Point annotation dataset records:
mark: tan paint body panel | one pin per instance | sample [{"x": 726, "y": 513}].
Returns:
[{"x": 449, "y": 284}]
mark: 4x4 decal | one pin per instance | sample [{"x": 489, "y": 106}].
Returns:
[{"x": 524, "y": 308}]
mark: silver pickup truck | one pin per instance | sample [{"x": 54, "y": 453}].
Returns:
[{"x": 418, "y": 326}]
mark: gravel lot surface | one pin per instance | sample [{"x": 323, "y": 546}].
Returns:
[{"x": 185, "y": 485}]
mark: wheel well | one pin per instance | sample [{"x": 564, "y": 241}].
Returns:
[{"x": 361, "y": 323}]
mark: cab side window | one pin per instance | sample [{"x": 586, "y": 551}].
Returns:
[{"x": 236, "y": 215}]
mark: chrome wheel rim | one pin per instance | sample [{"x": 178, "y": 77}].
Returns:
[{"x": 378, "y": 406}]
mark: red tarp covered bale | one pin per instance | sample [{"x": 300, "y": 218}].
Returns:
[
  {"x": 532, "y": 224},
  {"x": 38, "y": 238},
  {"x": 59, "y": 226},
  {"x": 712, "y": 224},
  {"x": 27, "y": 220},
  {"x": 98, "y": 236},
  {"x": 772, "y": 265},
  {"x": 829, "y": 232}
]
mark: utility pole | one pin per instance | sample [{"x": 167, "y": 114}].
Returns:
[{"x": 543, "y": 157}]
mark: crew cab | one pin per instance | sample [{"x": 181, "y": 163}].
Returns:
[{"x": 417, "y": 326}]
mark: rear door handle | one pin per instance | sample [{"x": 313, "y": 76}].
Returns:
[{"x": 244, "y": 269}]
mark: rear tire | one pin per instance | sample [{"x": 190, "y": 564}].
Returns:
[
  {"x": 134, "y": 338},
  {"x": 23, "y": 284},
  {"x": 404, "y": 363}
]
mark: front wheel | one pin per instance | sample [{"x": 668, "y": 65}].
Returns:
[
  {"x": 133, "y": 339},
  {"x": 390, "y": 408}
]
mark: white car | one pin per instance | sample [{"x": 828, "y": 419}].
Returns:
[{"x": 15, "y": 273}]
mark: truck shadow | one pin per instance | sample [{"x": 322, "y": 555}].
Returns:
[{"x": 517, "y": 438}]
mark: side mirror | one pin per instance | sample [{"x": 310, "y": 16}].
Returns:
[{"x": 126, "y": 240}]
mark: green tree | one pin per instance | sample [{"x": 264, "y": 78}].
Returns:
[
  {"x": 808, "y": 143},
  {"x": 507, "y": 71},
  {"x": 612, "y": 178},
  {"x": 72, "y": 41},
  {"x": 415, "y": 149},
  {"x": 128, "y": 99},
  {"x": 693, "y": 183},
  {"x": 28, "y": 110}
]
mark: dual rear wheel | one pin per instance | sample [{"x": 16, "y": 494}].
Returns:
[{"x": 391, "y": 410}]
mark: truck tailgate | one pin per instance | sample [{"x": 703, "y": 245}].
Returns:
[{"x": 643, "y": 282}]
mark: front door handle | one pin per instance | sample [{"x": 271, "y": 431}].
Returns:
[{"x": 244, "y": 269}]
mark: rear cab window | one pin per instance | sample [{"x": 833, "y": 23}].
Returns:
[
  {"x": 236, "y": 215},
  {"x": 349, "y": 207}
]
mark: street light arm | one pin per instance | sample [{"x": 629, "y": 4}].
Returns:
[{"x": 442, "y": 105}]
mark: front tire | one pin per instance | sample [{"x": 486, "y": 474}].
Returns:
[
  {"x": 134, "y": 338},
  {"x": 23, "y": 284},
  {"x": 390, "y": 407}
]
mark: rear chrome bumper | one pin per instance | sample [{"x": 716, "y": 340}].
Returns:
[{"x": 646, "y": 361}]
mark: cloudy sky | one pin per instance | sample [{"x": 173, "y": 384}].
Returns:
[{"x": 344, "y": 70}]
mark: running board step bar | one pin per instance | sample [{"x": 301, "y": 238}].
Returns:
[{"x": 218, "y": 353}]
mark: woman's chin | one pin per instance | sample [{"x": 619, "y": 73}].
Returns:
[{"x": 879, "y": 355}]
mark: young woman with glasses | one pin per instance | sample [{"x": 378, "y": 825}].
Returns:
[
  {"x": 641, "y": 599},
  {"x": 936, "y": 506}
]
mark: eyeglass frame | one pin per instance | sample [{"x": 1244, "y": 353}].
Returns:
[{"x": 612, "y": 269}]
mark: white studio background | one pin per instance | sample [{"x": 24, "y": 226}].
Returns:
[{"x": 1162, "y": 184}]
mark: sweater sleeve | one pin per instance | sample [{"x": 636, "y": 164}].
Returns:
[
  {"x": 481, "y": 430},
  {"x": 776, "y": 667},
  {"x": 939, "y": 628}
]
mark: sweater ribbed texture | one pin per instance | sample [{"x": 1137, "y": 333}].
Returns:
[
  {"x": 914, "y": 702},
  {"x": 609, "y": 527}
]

-- REQUIREMENT --
Copy out every line of the data above, exactly as given.

-- FINAL RESULT --
mark: tan paint body panel | one pin per instance | sample [{"x": 726, "y": 513}].
Returns:
[{"x": 449, "y": 284}]
mark: 4x4 decal | one pin per instance | sample [{"x": 489, "y": 106}].
Returns:
[{"x": 524, "y": 308}]
mark: silver pickup truck | one pin per instance | sample [{"x": 54, "y": 453}].
Returns:
[{"x": 418, "y": 326}]
mark: gravel lot surface | one pin per instance | sample [{"x": 323, "y": 546}].
Returns:
[{"x": 185, "y": 485}]
mark: wheel well | one pin per instance | sample [{"x": 564, "y": 241}].
Returns:
[{"x": 361, "y": 323}]
mark: cab side window | one pin per instance | sample [{"x": 586, "y": 551}].
Returns:
[{"x": 236, "y": 215}]
mark: chrome wheel rim | one pin per instance | sample [{"x": 178, "y": 77}].
Returns:
[{"x": 378, "y": 406}]
mark: red tarp covered bale | one pin per instance | sample [{"x": 300, "y": 218}].
Returns:
[
  {"x": 532, "y": 224},
  {"x": 38, "y": 238},
  {"x": 59, "y": 226},
  {"x": 712, "y": 224},
  {"x": 27, "y": 220},
  {"x": 98, "y": 236},
  {"x": 772, "y": 265},
  {"x": 829, "y": 232}
]
mark: utility pole | one pin per instance | sample [{"x": 167, "y": 114}].
Returns:
[{"x": 543, "y": 157}]
mark: crew cab | one pin per instance | sample [{"x": 181, "y": 163}].
Returns:
[{"x": 417, "y": 326}]
mark: rear door handle | one pin per instance | sample [{"x": 313, "y": 76}].
Returns:
[{"x": 244, "y": 269}]
mark: rear tire | one pin per instance | sample [{"x": 190, "y": 564}].
Returns:
[
  {"x": 134, "y": 338},
  {"x": 23, "y": 284},
  {"x": 404, "y": 363}
]
mark: front wheel | one pin per instance | sample [{"x": 668, "y": 65}].
Returns:
[
  {"x": 133, "y": 339},
  {"x": 390, "y": 408}
]
mark: white car | one pin per instance | sample [{"x": 828, "y": 419}].
Returns:
[{"x": 15, "y": 273}]
mark: truck shadow | one pin per instance | sample [{"x": 322, "y": 555}].
Returns:
[{"x": 517, "y": 438}]
mark: side mirror | one pin per instance | sample [{"x": 310, "y": 16}].
Returns:
[{"x": 126, "y": 240}]
mark: green tree | one pin per instance | sample [{"x": 264, "y": 78}].
Returns:
[
  {"x": 808, "y": 143},
  {"x": 507, "y": 71},
  {"x": 612, "y": 178},
  {"x": 72, "y": 41},
  {"x": 415, "y": 149},
  {"x": 128, "y": 99},
  {"x": 693, "y": 183},
  {"x": 28, "y": 110}
]
mark: dual rear wheel | one pin per instance | sample [{"x": 16, "y": 494}].
Returns:
[{"x": 391, "y": 410}]
mark: truck tailgate | one pin per instance | sample [{"x": 703, "y": 245}].
Returns:
[{"x": 643, "y": 282}]
mark: front door handle | one pin per instance | sample [{"x": 271, "y": 431}].
Returns:
[{"x": 244, "y": 269}]
mark: rear cab window | one pin per instance | sample [{"x": 833, "y": 23}].
Returns:
[
  {"x": 236, "y": 215},
  {"x": 349, "y": 207}
]
mark: street light arm | one pin per instance | sample [{"x": 629, "y": 4}].
Returns:
[{"x": 442, "y": 105}]
mark: front tire | one pin per instance | sample [{"x": 486, "y": 474}].
Returns:
[
  {"x": 134, "y": 338},
  {"x": 23, "y": 284},
  {"x": 390, "y": 407}
]
mark: rear chrome bumper | one pin per instance | sample [{"x": 716, "y": 340}].
Returns:
[{"x": 646, "y": 361}]
mark: cloudy sky | one pin per instance | sample [{"x": 173, "y": 384}].
Returns:
[{"x": 344, "y": 70}]
mark: running board step bar | one pin per instance | sample [{"x": 301, "y": 238}].
Returns:
[{"x": 218, "y": 353}]
mark: woman's chin | one pin per instance | sample [{"x": 619, "y": 73}].
Returns:
[{"x": 879, "y": 355}]
mark: young woman with glasses | one pin per instance | sample [{"x": 378, "y": 825}].
Returns:
[
  {"x": 641, "y": 599},
  {"x": 936, "y": 506}
]
mark: eyeglass frame | one pin per instance | sample [{"x": 1244, "y": 353}].
Returns:
[{"x": 612, "y": 269}]
mark: white studio background | one pin per instance | sample [{"x": 24, "y": 226}].
Returns:
[{"x": 1162, "y": 184}]
mark: sweater sleeve | one pin per instance | sample [{"x": 636, "y": 164}].
Returns:
[
  {"x": 481, "y": 430},
  {"x": 776, "y": 667},
  {"x": 939, "y": 628}
]
mark: sweater ribbed texture | one pin per instance | sample [{"x": 1137, "y": 333}].
Returns:
[
  {"x": 914, "y": 702},
  {"x": 609, "y": 527}
]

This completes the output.